* To do:
Every line of the listing is returned unchanged, and every picture is dropped.

==========

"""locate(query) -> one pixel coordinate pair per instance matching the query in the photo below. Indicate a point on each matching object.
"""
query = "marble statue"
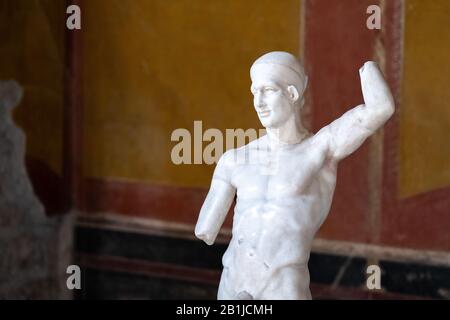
(283, 181)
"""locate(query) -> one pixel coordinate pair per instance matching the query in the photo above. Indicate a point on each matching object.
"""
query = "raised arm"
(348, 132)
(218, 201)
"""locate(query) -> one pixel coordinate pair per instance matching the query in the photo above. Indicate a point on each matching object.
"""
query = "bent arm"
(218, 202)
(348, 132)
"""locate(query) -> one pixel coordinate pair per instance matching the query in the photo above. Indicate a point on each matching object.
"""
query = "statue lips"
(264, 114)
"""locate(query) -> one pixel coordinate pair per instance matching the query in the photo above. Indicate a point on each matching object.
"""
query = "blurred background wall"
(100, 105)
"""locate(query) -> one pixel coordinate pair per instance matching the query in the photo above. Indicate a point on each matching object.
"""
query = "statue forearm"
(377, 95)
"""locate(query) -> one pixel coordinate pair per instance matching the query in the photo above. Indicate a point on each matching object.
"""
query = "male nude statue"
(284, 181)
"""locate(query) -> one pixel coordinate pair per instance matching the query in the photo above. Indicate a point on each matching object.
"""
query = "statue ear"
(293, 93)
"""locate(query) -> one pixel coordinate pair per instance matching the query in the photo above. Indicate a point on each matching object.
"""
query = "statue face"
(270, 98)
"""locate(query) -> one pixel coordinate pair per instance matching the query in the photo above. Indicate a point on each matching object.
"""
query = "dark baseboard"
(127, 265)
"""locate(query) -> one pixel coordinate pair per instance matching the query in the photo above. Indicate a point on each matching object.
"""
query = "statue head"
(278, 84)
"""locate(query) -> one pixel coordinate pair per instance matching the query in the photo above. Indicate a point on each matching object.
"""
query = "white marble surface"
(284, 181)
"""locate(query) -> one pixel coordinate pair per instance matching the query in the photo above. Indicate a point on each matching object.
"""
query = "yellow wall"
(32, 52)
(425, 108)
(154, 66)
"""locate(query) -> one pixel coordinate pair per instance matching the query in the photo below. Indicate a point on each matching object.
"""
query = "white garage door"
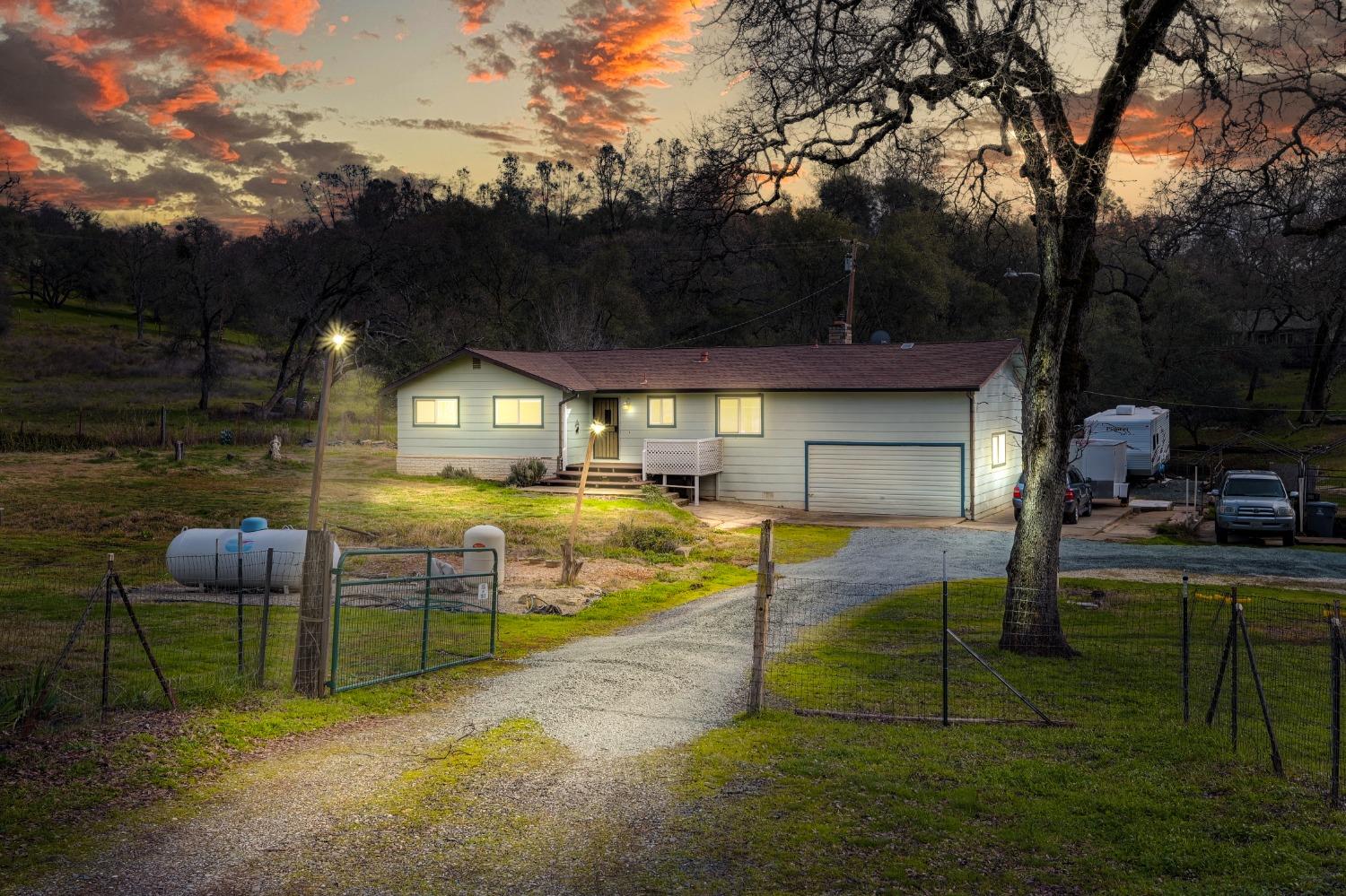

==========

* Task solution:
"""locate(query) -> one pixel coordinate pair per instance matching the query in the photo below. Indicate a point on each matching object.
"""
query = "marble statue"
(283, 181)
"""locate(query) -> one pixel coordinate pair per instance matching the query in the photo above. Indicate a point on each matching object.
"""
query = "raised arm"
(348, 132)
(218, 201)
"""locate(query) -> one pixel coordinate pair per instance matching the query in the photo above. Indicate a point on each matching object.
"""
query = "bent arm"
(218, 202)
(348, 132)
"""locate(query) -> one pixel coordinate pair per instance matching the query in the photo above. Indicate a point on each matching object.
"""
query = "statue lips"
(264, 114)
"""locate(query) -> one pixel coordinate pair per instance matching the query in the photo above. Indicate a point on each matching object.
"""
query = "blurred background wall"
(100, 105)
"""locate(query) -> one pixel coordinate pair per instance matching the query in the photo above. Indicate a point on each matching object.
"""
query = "statue forearm"
(377, 95)
"""locate(query) -> one pixel coordinate pair per instance matching the query in the photo above. Indicate a point on each matching object.
"""
query = "male nude statue"
(284, 181)
"""locate(query) -> one pixel coordinate pair per instance matching the query in the photo above. Indicate a point on each matching object.
"""
query = "statue ear"
(293, 93)
"""locate(query) -> one pixel coordinate pair per instance matching the query in the photo above. Indicate a point on each matching object.
"""
query = "statue face"
(270, 98)
"""locate(query) -> one pixel coordinate pair per instance matching the query in the photo above. Indicate a point on each matching object.
"""
query = "dark baseboard"
(127, 265)
"""locate(query) -> one pixel coordinate pair per instance matching the query in the photo above. Indicate a point on each matching object.
"""
query = "statue head"
(278, 84)
"""locate(query) -> one pixel coordinate pair per instance matching the query in the photo above. Indicate a point on each matching object.
"""
query = "white marble surface"
(284, 181)
"""locate(query) -> one pixel coordinate pair per instance matching the query in the photo above. Indicate a point on each matching object.
"""
query = "yellow wall"
(32, 52)
(425, 108)
(154, 66)
"""locate(query) -> one pixel coordinate pair per instance matching the query in the photo below. Indicate a point on each matching object.
"""
query = "white garage door"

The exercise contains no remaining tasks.